====== Input data ======

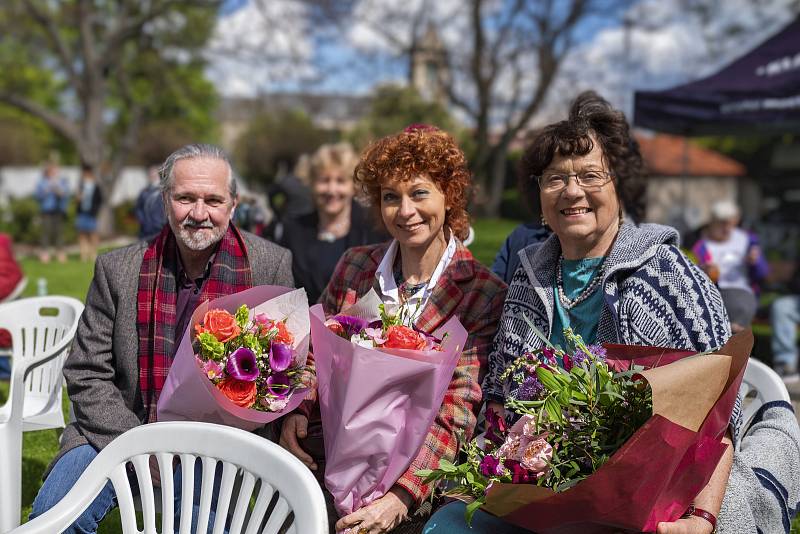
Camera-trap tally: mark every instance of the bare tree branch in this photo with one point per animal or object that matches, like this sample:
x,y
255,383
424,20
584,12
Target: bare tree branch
x,y
46,21
61,124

======

- _Problem statement_: Copy every entry above word for word, but omit the picture.

- _Exercise result_:
Camera-trap tally: mark every instance of the bare tree branch in this photo with one point per animal or object that matches, like this sample:
x,y
255,383
424,20
584,12
Target: bare tree branch
x,y
46,21
61,124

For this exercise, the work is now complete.